▸ Document segment:
——————————
Put An Inbox Beside Your Computer

You’re going to laugh. Take some paper and a pen (or pencil), and put them beside your computer. I know that you might not have these archaic implements, so I’ll wait while you find them. Now…

Before you start working, there are probably 50 things swimming around in your head. Get those things out of your head by writing them in your inbox. The previous section tells you how to handle the items in your inbox. For now, simply write them down, so that you can focus. You might write down ideas for tests, you might draw a few little diagrams for the modules you intend to create, you might even write down that you need to pick up cream and eggs and wine on the way home from the office. Whatever might distract you, write it down. Seriously. Write it all down, even if it takes ten minutes.

Now, look for items in your inbox that describe appointments, like “I have to go to a meeting at 15:30”. Take a moment to set reminders using whatever alarms or calendar apps you have. Make sure the sound is on. Set the reminders, then forget about that stuff, so you can focus on the current task.

Now, look for items in your inbox that describe microtasks related to the current task. You might prefer to write those down in a separate list, so that you’re not constantly noticing unrelated things that might distract you.

Now, open a timer app and set it for 30 minutes. Make sure that sound is on, but if you can, turn off the sound for other notifications.

Now, pick a place to start working, then start working. It might be one of the tests that you wrote down in your inbox or it might be one of the modules in a diagram that you drew. Start working. While you work, if anything pops into your head that isn’t the exact microtask that you’re currently working on, then write it in your inbox. After you write it down, forget about it and get back to the current task.
——————————
▸ Supplied records:

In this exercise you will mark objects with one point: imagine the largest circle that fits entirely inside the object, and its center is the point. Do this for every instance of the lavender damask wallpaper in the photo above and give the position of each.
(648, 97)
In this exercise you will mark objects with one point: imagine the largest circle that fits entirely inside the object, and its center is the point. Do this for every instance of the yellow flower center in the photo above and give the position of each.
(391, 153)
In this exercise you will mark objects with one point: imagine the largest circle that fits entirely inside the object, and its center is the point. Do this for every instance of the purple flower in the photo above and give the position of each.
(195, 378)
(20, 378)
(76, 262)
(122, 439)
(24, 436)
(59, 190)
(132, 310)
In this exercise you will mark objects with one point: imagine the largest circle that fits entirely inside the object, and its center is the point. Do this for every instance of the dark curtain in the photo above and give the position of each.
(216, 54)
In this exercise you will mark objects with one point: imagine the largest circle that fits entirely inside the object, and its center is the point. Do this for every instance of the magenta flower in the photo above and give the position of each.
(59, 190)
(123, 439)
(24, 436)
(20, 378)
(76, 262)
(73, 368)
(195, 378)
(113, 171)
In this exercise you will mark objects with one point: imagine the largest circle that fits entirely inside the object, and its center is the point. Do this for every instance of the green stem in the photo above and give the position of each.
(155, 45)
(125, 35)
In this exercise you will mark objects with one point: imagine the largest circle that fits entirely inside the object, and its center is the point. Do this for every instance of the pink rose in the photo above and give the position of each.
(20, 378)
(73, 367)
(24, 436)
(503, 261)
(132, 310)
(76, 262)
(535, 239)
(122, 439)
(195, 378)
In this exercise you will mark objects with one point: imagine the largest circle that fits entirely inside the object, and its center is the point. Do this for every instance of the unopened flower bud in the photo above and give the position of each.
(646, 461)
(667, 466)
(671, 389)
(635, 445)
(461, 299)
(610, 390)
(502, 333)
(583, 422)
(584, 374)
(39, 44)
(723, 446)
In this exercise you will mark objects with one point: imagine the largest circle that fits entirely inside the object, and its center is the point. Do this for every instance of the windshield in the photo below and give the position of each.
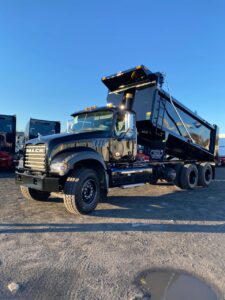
(42, 128)
(6, 125)
(93, 121)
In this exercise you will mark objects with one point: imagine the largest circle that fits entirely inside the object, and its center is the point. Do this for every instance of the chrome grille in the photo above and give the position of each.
(35, 157)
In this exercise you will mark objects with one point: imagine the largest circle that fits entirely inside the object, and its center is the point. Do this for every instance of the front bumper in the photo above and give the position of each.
(41, 183)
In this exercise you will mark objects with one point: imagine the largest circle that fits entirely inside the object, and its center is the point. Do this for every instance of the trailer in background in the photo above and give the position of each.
(7, 140)
(221, 160)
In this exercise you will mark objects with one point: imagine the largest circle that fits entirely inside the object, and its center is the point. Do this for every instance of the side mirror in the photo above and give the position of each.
(128, 130)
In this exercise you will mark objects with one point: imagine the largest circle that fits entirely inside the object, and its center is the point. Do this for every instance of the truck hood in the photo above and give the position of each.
(69, 141)
(64, 137)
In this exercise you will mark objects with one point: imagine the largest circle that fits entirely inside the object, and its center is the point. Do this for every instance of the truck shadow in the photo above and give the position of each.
(108, 227)
(7, 174)
(180, 211)
(177, 206)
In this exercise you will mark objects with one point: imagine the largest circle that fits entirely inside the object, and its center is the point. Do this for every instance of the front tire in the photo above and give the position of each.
(205, 174)
(32, 194)
(189, 177)
(82, 191)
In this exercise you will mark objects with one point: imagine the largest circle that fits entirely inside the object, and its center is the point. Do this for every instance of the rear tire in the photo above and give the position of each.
(82, 191)
(205, 174)
(32, 194)
(178, 168)
(189, 177)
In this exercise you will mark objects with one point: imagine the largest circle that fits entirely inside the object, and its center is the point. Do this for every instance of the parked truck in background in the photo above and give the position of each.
(7, 141)
(221, 160)
(141, 136)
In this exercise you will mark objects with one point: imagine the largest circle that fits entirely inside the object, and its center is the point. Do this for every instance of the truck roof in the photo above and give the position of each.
(94, 108)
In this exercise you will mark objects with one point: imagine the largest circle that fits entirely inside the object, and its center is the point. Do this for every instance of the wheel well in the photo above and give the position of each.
(97, 166)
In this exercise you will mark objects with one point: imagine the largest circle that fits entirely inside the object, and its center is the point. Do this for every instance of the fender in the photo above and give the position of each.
(72, 158)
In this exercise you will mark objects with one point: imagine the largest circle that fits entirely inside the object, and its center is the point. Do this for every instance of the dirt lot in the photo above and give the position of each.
(52, 254)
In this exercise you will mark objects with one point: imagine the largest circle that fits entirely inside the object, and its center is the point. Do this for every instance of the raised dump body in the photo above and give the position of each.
(163, 123)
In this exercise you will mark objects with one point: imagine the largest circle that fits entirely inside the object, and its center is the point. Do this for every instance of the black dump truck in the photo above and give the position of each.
(7, 140)
(143, 135)
(37, 127)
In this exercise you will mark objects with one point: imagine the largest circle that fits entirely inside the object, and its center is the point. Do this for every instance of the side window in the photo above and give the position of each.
(120, 124)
——————————
▸ Exercise tasks:
[A] Could you return the inbox passage from "You’re going to" up to and including "takes ten minutes.", copying it word for word?
[B] How would you say this sentence from the inbox passage in Spanish: "Set the reminders, then forget about that stuff, so you can focus on the current task."

▸ Answers to the problems:
[A]
You’re going to laugh. Take some paper and a pen (or pencil), and put them beside your computer. I know that you might not have these archaic implements, so I’ll wait while you find them. Now…

Before you start working, there are probably 50 things swimming around in your head. Get those things out of your head by writing them in your inbox. The previous section tells you how to handle the items in your inbox. For now, simply write them down, so that you can focus. You might write down ideas for tests, you might draw a few little diagrams for the modules you intend to create, you might even write down that you need to pick up cream and eggs and wine on the way home from the office. Whatever might distract you, write it down. Seriously. Write it all down, even if it takes ten minutes.

[B] Configura los recordatorios y luego olvídate de esas cosas, para que puedas concentrarte en la tarea actual.